## Exercise passage
The Thirst (I) (2006)
6/10
The Thirst
9 January 2010
Warning: Spoilers
Maxx(Matt Keeslar)is a recovering(..and melancholy)alcoholic drowning in sorrow over his girlfriend's woes with what he perceives to be drug addiction, when in fact Lisa(Clare Kramer)is dying of cancer and just hasn't told him. After her death, Maxx grows incredibly depressed and his friends attempt to show him a good time, taking him to a goth bar with industrial music, called Dante's Inferno, where he believes to have seen Lisa. Returning to the club, he discovers it is her, but she is now a vampire and part of "the family", a ferocious brood who take great delight in slaughtering people in private enough places. Lisa, against her better judgment, turns Maxx and is shocked and disgusted when he himself enjoys the savage brutality in killing and drinking blood from humans..this metamorphosis from a really swell guy into a cold-blooded, inhumane psycho, cheerfully sloshing pints of blood all over his face, was in need of repair.

Darius(Jeremy Sisto), Mariel(Serena Scott Thomas), Duke of Earl(Neil Jackson), Lenny(Adam Baldwin), and the "sisters"(Kylah Kim and Ave Rose Rodil) expect Maxx and Lisa to ingratiate themselves in the family, and obey their rules. This, of course, will not be the case, as Lisa decides that being a part of a pack planning to attack a group of Christian children when they arrive isn't exactly the right thing to do, convincing Maxx that this whole vampire business is for the birds..they're so devious, the family would feast on a hemophiliac girl in a wheelchair!

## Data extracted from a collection
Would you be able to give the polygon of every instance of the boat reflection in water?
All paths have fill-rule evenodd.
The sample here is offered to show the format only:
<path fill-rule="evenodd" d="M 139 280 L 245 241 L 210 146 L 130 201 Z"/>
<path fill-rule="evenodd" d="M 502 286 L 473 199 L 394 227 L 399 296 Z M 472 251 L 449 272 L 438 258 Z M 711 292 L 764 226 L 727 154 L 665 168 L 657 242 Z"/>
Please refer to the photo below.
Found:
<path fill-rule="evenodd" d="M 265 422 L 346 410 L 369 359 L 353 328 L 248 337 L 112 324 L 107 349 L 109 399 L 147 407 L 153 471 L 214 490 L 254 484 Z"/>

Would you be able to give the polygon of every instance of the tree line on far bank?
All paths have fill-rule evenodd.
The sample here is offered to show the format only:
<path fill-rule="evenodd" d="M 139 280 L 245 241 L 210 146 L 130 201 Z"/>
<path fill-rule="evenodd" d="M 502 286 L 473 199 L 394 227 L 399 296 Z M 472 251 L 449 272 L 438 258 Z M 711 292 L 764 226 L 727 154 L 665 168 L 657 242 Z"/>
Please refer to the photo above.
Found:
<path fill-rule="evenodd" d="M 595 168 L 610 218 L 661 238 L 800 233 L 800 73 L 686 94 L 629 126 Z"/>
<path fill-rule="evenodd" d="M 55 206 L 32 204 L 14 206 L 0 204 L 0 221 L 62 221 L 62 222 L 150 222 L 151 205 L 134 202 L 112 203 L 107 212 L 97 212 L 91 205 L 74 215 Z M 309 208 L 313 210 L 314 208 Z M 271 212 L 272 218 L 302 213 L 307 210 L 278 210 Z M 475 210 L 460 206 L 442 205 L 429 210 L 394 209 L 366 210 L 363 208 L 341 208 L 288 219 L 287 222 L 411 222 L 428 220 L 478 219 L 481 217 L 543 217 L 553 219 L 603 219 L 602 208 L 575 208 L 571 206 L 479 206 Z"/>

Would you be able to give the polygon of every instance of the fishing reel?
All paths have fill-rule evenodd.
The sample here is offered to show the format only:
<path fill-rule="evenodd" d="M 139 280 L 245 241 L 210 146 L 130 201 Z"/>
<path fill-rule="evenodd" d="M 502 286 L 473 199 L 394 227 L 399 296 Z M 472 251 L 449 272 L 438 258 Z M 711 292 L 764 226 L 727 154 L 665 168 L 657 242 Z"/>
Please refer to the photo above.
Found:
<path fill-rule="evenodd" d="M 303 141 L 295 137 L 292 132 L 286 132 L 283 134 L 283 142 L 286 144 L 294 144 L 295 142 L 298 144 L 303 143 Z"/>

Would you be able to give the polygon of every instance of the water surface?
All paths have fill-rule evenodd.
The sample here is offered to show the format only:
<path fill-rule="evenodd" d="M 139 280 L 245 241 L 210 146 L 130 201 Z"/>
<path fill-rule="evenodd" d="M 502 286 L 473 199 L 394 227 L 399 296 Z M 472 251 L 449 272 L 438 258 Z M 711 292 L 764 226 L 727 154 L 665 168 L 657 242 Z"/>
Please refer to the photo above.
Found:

## Parts of the exercise
• 1. In the review of The Thirst, what is the goth bar where Maxx's friends take him called?
• 2. Continue the review of The Thirst from its last sentence.

## Outputs for the tasks
• 1. Dante's Inferno.

• 2.
One thing's for sure, if you are a horror fan looking for plenty of blood-letting, Jeremy Kasten's The Thirst delivers, because gallons are shed in this joker. The blood-drinking in this one gets really nasty as the red stuff literally explodes like a geyser from neck wounds as those fed from(..and those feeding)are drowned in it. The sheer ferocity of the vampire attacks can become pretty hard to watch as the feeding frenzies(..particularly two major sequences in Dante's Inferno, and a strip bar known as Le Petit Mort, where Maxx gets in on the action along with Lenny & the sisters)carry on for quite a while. Kasten doesn't pull many punches with this one as it gets pretty gratuitous. The Thirst kind of reminded me of Kathryn Bigelow's Near Dark, the idea of a family of ravenous vampires, who travel from city to city, town to town, slaughtering human targets like wolves to sheep. You could almost consider Keesler the Adrian Pasdar of this film, how he is influenced because of his desire to be with Lisa, and how he reluctantly, but agreeably, volunteers to join the family. Then, as Near Dark did, we see them attempt to liberate themselves, knowing that the family are relentless scavengers who would kill anyone, if just for the hell of it. Boy, Sisto and Baldwin just let it all hang out in this one, not retrained one tiny bit, and go so over-the-top/unhinged, you can only amuse at their scenery devouring.

Not much in the way of originality I'm afraid. Some may even be reminded of JS Cardone's The Forsaken while watching this. Bloodthirsty gorehounds unite, though..in this regard, Kasten bathes the screen in red crimson, giving vampire fans at least that much. There is an attempt at telling a love story and how death can not separate two who care so passionately for one another. Most potent sequence could be when Maxx attempts, regrettably, to turn a female friend of his, and, gosh, does it end badly.